• **Set problem**:
Gather every line in the records that contains the string "flower", treating uppercase and lowercase as different, and copy each of those lines out in full.

• **Data provided**:

━━━━━━━━

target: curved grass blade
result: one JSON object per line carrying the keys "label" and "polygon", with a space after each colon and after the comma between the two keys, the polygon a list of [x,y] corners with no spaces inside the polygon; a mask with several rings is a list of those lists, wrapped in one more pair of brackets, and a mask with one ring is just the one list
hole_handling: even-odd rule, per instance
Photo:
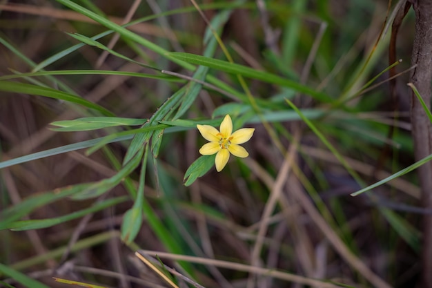
{"label": "curved grass blade", "polygon": [[169,76],[166,74],[155,75],[147,74],[137,72],[128,71],[112,71],[110,70],[51,70],[51,71],[40,71],[32,72],[29,73],[12,74],[10,75],[0,76],[0,80],[8,80],[10,79],[24,78],[29,77],[39,76],[52,76],[52,75],[116,75],[134,77],[139,78],[155,79],[164,81],[183,82],[184,80],[178,77]]}
{"label": "curved grass blade", "polygon": [[260,71],[243,65],[195,54],[173,52],[169,53],[169,55],[173,58],[177,58],[193,64],[202,65],[228,73],[240,75],[248,78],[290,88],[301,93],[311,95],[322,102],[331,103],[333,102],[331,97],[325,93],[317,92],[306,86],[265,71]]}
{"label": "curved grass blade", "polygon": [[87,209],[73,212],[63,216],[56,217],[55,218],[22,220],[13,222],[12,223],[1,223],[0,224],[0,230],[11,229],[12,231],[23,231],[48,228],[83,217],[90,213],[95,213],[103,210],[106,208],[108,208],[119,203],[127,201],[128,200],[129,200],[129,198],[127,196],[108,199],[99,203],[95,203]]}
{"label": "curved grass blade", "polygon": [[17,271],[3,264],[0,263],[0,276],[7,275],[23,286],[32,288],[50,288],[46,285],[32,279],[26,274]]}
{"label": "curved grass blade", "polygon": [[142,125],[146,119],[122,118],[117,117],[88,117],[74,120],[56,121],[50,124],[60,128],[52,128],[55,131],[84,131],[117,126]]}
{"label": "curved grass blade", "polygon": [[361,190],[359,190],[357,192],[354,192],[353,193],[351,194],[351,196],[357,196],[357,195],[360,195],[362,193],[364,193],[366,191],[368,191],[369,190],[372,190],[373,189],[379,186],[382,185],[383,184],[386,184],[386,182],[388,182],[389,181],[391,181],[395,178],[397,178],[398,177],[402,176],[406,173],[410,173],[411,171],[417,169],[418,167],[420,167],[420,166],[429,162],[429,161],[432,160],[432,154],[425,157],[424,158],[422,159],[420,161],[416,162],[415,163],[414,163],[412,165],[409,166],[408,167],[400,171],[399,172],[396,172],[395,173],[391,175],[391,176],[387,177],[386,178],[384,178],[383,180],[382,180],[381,181],[378,181],[377,182],[373,184],[372,185],[368,186],[366,188],[364,188]]}
{"label": "curved grass blade", "polygon": [[90,101],[78,96],[50,88],[41,87],[26,83],[0,81],[0,91],[23,93],[31,95],[44,96],[50,98],[58,99],[71,103],[75,103],[91,109],[95,109],[107,116],[114,116],[112,113],[98,104],[90,102]]}
{"label": "curved grass blade", "polygon": [[90,45],[91,46],[95,46],[95,47],[97,47],[97,48],[99,48],[101,50],[103,50],[104,51],[107,51],[109,53],[113,55],[114,56],[116,56],[116,57],[117,57],[119,58],[121,58],[121,59],[122,59],[124,60],[128,61],[131,62],[131,63],[134,63],[134,64],[135,64],[137,65],[139,65],[140,66],[142,66],[142,67],[148,68],[149,69],[155,70],[159,71],[159,72],[161,71],[161,69],[157,68],[155,67],[150,66],[149,65],[146,65],[144,63],[139,62],[139,61],[135,61],[134,59],[130,59],[129,57],[126,57],[126,56],[124,56],[124,55],[121,55],[121,54],[120,54],[120,53],[119,53],[117,52],[115,52],[112,49],[110,49],[109,48],[106,47],[105,45],[104,45],[104,44],[98,42],[97,41],[94,40],[94,39],[91,39],[90,37],[88,37],[87,36],[84,36],[84,35],[79,34],[79,33],[73,33],[73,34],[72,34],[72,33],[66,33],[66,34],[68,34],[71,37],[75,38],[77,40],[80,41],[81,41],[81,42],[83,42],[83,43],[84,43],[84,44],[86,44],[87,45]]}
{"label": "curved grass blade", "polygon": [[184,173],[184,185],[190,186],[195,180],[206,174],[215,165],[216,154],[202,155],[193,162]]}

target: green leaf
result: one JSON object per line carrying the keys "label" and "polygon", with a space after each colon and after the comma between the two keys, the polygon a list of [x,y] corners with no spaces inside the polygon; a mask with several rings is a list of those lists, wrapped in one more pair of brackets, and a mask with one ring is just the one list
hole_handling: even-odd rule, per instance
{"label": "green leaf", "polygon": [[52,128],[56,131],[84,131],[101,129],[117,126],[142,125],[147,119],[121,118],[117,117],[88,117],[75,120],[56,121],[51,125],[61,128]]}
{"label": "green leaf", "polygon": [[139,65],[140,66],[142,66],[142,67],[145,67],[145,68],[150,68],[150,69],[155,70],[159,71],[159,72],[161,71],[161,69],[158,69],[158,68],[157,68],[155,67],[152,67],[150,66],[146,65],[146,64],[144,64],[143,63],[139,62],[139,61],[133,60],[133,59],[130,59],[129,57],[124,56],[121,54],[120,54],[119,52],[115,52],[115,50],[113,50],[112,49],[110,49],[109,48],[106,47],[105,45],[98,42],[97,41],[95,40],[94,39],[88,37],[87,36],[84,36],[83,35],[78,34],[78,33],[73,33],[73,34],[72,34],[72,33],[66,33],[66,34],[68,34],[71,37],[73,37],[73,38],[76,39],[78,41],[81,41],[83,43],[85,43],[87,45],[90,45],[90,46],[92,46],[97,47],[98,48],[104,50],[105,51],[107,51],[109,53],[110,53],[110,54],[112,54],[112,55],[113,55],[115,56],[117,56],[119,58],[121,58],[121,59],[122,59],[124,60],[128,61],[131,62],[131,63],[134,63],[134,64],[135,64],[137,65]]}
{"label": "green leaf", "polygon": [[206,174],[214,165],[216,154],[202,155],[193,162],[184,174],[184,185],[190,186],[199,177]]}
{"label": "green leaf", "polygon": [[131,243],[139,229],[143,220],[142,207],[135,206],[125,213],[121,224],[121,240],[126,244]]}
{"label": "green leaf", "polygon": [[125,202],[129,198],[126,196],[108,199],[98,203],[93,204],[89,208],[71,213],[70,214],[63,216],[56,217],[55,218],[16,221],[12,223],[1,223],[0,230],[11,229],[12,231],[23,231],[48,228],[55,225],[57,225],[60,223],[83,217],[90,213],[94,213],[100,210],[103,210],[106,208],[110,207],[122,202]]}
{"label": "green leaf", "polygon": [[250,105],[241,103],[227,103],[217,107],[213,111],[212,117],[223,117],[227,114],[237,117],[251,110]]}
{"label": "green leaf", "polygon": [[59,91],[47,87],[41,87],[37,85],[26,83],[12,82],[10,81],[0,81],[0,91],[12,92],[14,93],[23,93],[30,95],[44,96],[50,98],[64,100],[71,103],[75,103],[91,109],[95,109],[107,116],[114,116],[111,112],[104,107],[90,102],[80,97],[66,92]]}
{"label": "green leaf", "polygon": [[19,204],[15,204],[0,213],[0,219],[2,222],[9,222],[17,220],[22,217],[30,214],[35,209],[48,205],[58,200],[81,191],[83,189],[94,184],[84,183],[64,188],[59,188],[41,194],[36,194],[26,198]]}
{"label": "green leaf", "polygon": [[28,277],[26,274],[19,272],[1,263],[0,263],[0,274],[7,275],[27,287],[50,288],[44,284]]}
{"label": "green leaf", "polygon": [[99,196],[118,185],[124,179],[132,173],[139,164],[141,156],[142,155],[144,148],[138,151],[136,157],[132,158],[121,170],[118,171],[114,176],[110,178],[104,179],[90,186],[87,186],[85,189],[78,193],[75,194],[72,198],[74,200],[84,200],[94,198]]}
{"label": "green leaf", "polygon": [[228,73],[240,75],[246,77],[262,80],[267,83],[291,88],[301,93],[308,95],[322,102],[331,103],[333,102],[333,99],[325,93],[316,91],[308,86],[302,85],[297,82],[282,78],[278,75],[265,71],[260,71],[243,65],[230,63],[226,61],[215,59],[195,54],[173,52],[169,53],[169,55],[174,58],[177,58],[179,60],[189,62],[193,64],[202,65]]}
{"label": "green leaf", "polygon": [[418,101],[420,102],[420,104],[423,107],[423,110],[424,110],[424,112],[426,112],[426,115],[427,115],[428,118],[429,118],[429,121],[432,123],[432,114],[431,114],[431,111],[429,108],[429,105],[430,105],[430,104],[426,104],[426,103],[424,103],[424,100],[423,100],[422,95],[420,95],[420,93],[418,93],[418,90],[417,90],[417,88],[414,86],[414,84],[413,84],[412,83],[409,83],[406,85],[410,86],[411,89],[413,89],[413,92],[414,92],[414,94],[417,97],[417,99],[418,99]]}
{"label": "green leaf", "polygon": [[420,167],[420,166],[429,162],[429,161],[432,160],[432,154],[426,156],[424,158],[416,162],[415,163],[414,163],[412,165],[409,166],[408,167],[400,171],[399,172],[396,172],[394,174],[392,174],[391,175],[387,177],[386,178],[384,178],[383,180],[382,180],[381,181],[378,181],[377,182],[373,184],[372,185],[368,186],[366,188],[364,188],[361,190],[359,190],[357,192],[354,192],[353,193],[351,194],[351,196],[357,196],[357,195],[362,194],[362,193],[364,193],[366,191],[368,191],[369,190],[372,190],[373,189],[377,187],[378,186],[381,186],[383,184],[385,184],[386,182],[388,182],[389,181],[393,180],[395,178],[397,178],[398,177],[400,177],[403,175],[405,175],[413,170],[417,169],[418,167]]}

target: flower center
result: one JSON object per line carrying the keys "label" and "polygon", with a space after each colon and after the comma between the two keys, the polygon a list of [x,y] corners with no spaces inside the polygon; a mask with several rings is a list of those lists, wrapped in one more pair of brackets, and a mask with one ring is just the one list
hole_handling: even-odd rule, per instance
{"label": "flower center", "polygon": [[219,145],[221,146],[222,149],[228,149],[228,147],[230,146],[231,144],[232,137],[226,137],[222,133],[217,133],[217,136],[220,136],[219,140]]}

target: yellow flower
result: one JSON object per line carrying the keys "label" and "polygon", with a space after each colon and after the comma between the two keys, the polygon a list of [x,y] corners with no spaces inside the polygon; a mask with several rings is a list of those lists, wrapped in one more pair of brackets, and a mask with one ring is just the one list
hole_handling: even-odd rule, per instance
{"label": "yellow flower", "polygon": [[197,128],[202,137],[209,143],[205,144],[199,149],[202,155],[216,154],[215,164],[216,170],[220,172],[230,159],[230,153],[235,156],[244,158],[249,155],[248,151],[239,144],[243,144],[251,139],[253,128],[243,128],[233,133],[233,121],[227,115],[221,123],[220,131],[210,125],[197,125]]}

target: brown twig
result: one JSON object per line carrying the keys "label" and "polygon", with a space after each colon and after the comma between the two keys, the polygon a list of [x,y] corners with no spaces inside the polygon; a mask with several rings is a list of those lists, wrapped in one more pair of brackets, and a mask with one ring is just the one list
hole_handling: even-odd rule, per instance
{"label": "brown twig", "polygon": [[[411,65],[417,65],[411,72],[410,81],[417,88],[423,100],[430,108],[431,79],[432,79],[432,1],[410,0],[415,13],[415,34],[411,55]],[[414,139],[415,160],[432,153],[431,122],[416,99],[411,93],[411,123]],[[422,189],[422,204],[425,209],[432,209],[432,162],[418,169]],[[423,249],[422,253],[423,287],[432,287],[432,216],[425,215],[423,221]]]}

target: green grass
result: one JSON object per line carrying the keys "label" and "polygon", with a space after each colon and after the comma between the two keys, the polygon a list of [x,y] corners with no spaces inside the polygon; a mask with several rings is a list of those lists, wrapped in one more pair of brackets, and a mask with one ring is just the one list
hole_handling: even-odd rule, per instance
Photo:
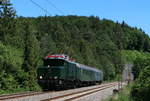
{"label": "green grass", "polygon": [[123,88],[118,94],[105,99],[104,101],[132,101],[130,97],[131,85]]}

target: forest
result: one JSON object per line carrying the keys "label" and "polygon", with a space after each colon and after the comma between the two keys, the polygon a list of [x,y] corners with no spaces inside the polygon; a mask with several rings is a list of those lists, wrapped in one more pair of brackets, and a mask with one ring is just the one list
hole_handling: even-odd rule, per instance
{"label": "forest", "polygon": [[22,17],[9,0],[0,2],[0,94],[41,90],[36,69],[48,54],[99,68],[105,80],[115,80],[123,64],[132,63],[133,98],[138,101],[144,84],[150,92],[150,37],[142,29],[98,16]]}

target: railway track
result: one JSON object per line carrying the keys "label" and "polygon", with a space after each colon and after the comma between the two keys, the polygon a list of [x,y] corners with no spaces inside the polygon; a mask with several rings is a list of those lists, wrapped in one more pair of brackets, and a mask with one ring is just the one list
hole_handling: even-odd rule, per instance
{"label": "railway track", "polygon": [[45,99],[42,101],[72,101],[72,100],[81,98],[83,96],[90,95],[90,94],[96,93],[98,91],[102,91],[104,89],[113,87],[115,85],[116,85],[116,83],[110,83],[110,84],[106,84],[106,85],[103,85],[100,87],[96,87],[96,88],[92,88],[92,89],[88,89],[88,90],[84,90],[84,91],[79,91],[79,92],[75,92],[75,93],[71,93],[71,94],[66,94],[66,95],[62,95],[62,96],[57,96],[57,97]]}
{"label": "railway track", "polygon": [[8,99],[14,99],[14,98],[20,98],[25,96],[33,96],[37,94],[42,94],[43,92],[23,92],[23,93],[14,93],[9,95],[0,95],[0,101],[8,100]]}
{"label": "railway track", "polygon": [[[25,92],[25,93],[16,93],[16,94],[10,94],[10,95],[1,95],[0,101],[6,101],[6,100],[7,101],[17,101],[17,99],[25,98],[25,97],[31,98],[32,96],[34,96],[35,98],[38,99],[39,96],[42,96],[44,94],[47,94],[49,96],[47,98],[38,99],[38,101],[40,101],[40,100],[42,100],[42,101],[71,101],[71,100],[78,99],[80,97],[90,95],[92,93],[95,93],[95,92],[98,92],[98,91],[101,91],[101,90],[104,90],[107,88],[113,87],[116,84],[117,84],[116,82],[115,83],[102,84],[102,85],[98,85],[96,87],[84,89],[81,91],[75,91],[75,92],[71,92],[71,93],[69,93],[69,90],[68,90],[68,91],[65,91],[65,92],[68,92],[67,94],[61,94],[61,95],[54,96],[54,97],[51,96],[52,91],[48,91],[48,92]],[[78,89],[82,89],[82,88],[78,88]],[[64,91],[56,91],[53,93],[59,93],[59,92],[64,92]],[[19,101],[22,101],[22,100],[19,100]],[[30,100],[30,101],[32,101],[32,100]],[[34,101],[37,101],[37,100],[34,100]]]}

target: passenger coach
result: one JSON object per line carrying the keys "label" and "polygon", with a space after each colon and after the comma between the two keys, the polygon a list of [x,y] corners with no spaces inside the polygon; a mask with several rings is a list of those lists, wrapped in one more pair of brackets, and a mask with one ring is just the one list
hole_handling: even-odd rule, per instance
{"label": "passenger coach", "polygon": [[37,75],[43,89],[82,87],[103,81],[101,70],[76,63],[67,55],[46,56]]}

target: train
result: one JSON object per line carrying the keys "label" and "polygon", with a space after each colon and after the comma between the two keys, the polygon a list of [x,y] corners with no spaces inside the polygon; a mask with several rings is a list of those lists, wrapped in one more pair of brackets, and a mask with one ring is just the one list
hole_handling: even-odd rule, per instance
{"label": "train", "polygon": [[42,89],[77,88],[101,84],[103,72],[75,62],[64,54],[47,55],[37,68],[38,84]]}

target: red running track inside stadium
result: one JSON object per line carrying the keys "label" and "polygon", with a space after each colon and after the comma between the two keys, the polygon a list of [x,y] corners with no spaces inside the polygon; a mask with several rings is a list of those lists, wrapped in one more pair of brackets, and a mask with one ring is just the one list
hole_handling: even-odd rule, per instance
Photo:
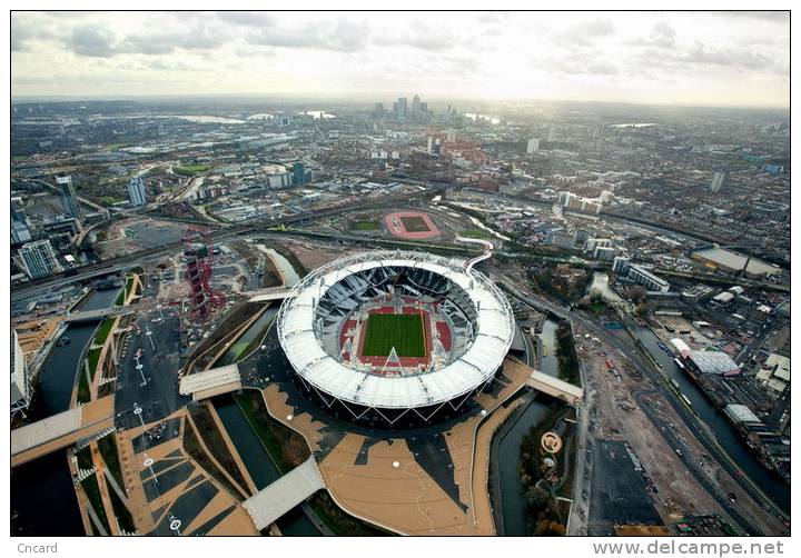
{"label": "red running track inside stadium", "polygon": [[[411,302],[412,300],[413,299],[404,298],[404,302],[407,302],[407,303]],[[437,305],[434,305],[435,309],[436,309],[436,306]],[[414,306],[404,306],[400,309],[400,311],[403,313],[416,315],[416,313],[419,313],[421,310]],[[390,306],[384,306],[380,308],[375,308],[373,310],[369,310],[368,315],[372,315],[372,313],[395,313],[395,308],[390,307]],[[369,318],[368,318],[368,320],[369,320]],[[426,337],[425,337],[426,338],[426,356],[425,357],[399,357],[400,366],[404,368],[417,367],[419,365],[425,366],[428,363],[428,356],[431,355],[431,352],[433,350],[433,339],[432,339],[432,333],[431,333],[431,313],[425,309],[423,310],[423,320],[424,320],[424,327],[425,327],[425,332],[426,332]],[[346,331],[354,329],[355,327],[356,327],[355,319],[350,318],[345,321],[345,323],[343,325],[343,328],[339,332],[339,347],[343,347],[345,345],[345,341],[347,340]],[[451,328],[448,327],[448,325],[445,321],[441,321],[441,320],[435,321],[435,327],[437,329],[437,332],[439,333],[439,341],[443,343],[443,348],[446,351],[449,351],[451,342],[452,342]],[[364,339],[365,339],[366,335],[367,335],[367,327],[366,327],[366,322],[365,322],[362,327],[362,331],[360,331],[359,340],[358,340],[358,345],[357,345],[358,359],[362,362],[370,363],[375,367],[380,368],[386,363],[386,359],[387,359],[386,356],[366,357],[366,356],[362,355],[362,347],[364,347]],[[344,359],[348,359],[349,357],[350,357],[349,353],[347,353],[347,352],[343,353]],[[387,372],[390,371],[390,368],[392,368],[392,366],[387,369]],[[379,370],[374,370],[374,373],[380,373],[380,372],[379,372]]]}
{"label": "red running track inside stadium", "polygon": [[[404,226],[403,221],[400,220],[402,217],[419,217],[423,219],[426,223],[426,227],[428,227],[428,230],[423,231],[408,231],[406,230],[406,227]],[[398,228],[395,228],[394,221],[397,220]],[[439,229],[437,229],[437,226],[434,225],[434,221],[431,220],[431,217],[428,217],[426,213],[422,213],[419,211],[398,211],[396,213],[389,213],[387,216],[384,216],[384,225],[386,225],[387,230],[392,233],[393,237],[397,238],[406,238],[406,239],[421,239],[421,238],[434,238],[439,236]]]}

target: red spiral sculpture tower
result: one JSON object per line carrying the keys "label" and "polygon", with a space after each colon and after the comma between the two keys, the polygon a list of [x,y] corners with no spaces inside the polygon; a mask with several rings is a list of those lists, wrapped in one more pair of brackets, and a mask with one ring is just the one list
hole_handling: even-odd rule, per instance
{"label": "red spiral sculpture tower", "polygon": [[184,239],[187,268],[184,278],[189,283],[189,311],[192,320],[207,321],[215,310],[225,307],[226,297],[211,288],[214,273],[214,241],[201,229],[187,229]]}

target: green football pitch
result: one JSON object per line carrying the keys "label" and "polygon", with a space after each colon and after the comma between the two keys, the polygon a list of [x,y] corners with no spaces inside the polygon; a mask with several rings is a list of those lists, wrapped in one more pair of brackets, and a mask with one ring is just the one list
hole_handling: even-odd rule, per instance
{"label": "green football pitch", "polygon": [[423,318],[419,313],[369,315],[362,355],[385,357],[393,347],[398,357],[425,357]]}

━━━━━━━━

• **Complete output**:
target: flower center
{"label": "flower center", "polygon": [[219,145],[221,146],[222,149],[228,149],[228,147],[230,146],[231,144],[232,137],[226,137],[222,133],[217,133],[217,136],[220,136],[219,140]]}
target: yellow flower
{"label": "yellow flower", "polygon": [[197,128],[202,137],[209,143],[205,144],[199,149],[202,155],[216,154],[215,164],[216,170],[220,172],[230,159],[230,153],[235,156],[244,158],[249,155],[248,151],[239,144],[243,144],[251,139],[253,128],[243,128],[233,133],[233,121],[227,115],[221,123],[220,131],[210,125],[197,125]]}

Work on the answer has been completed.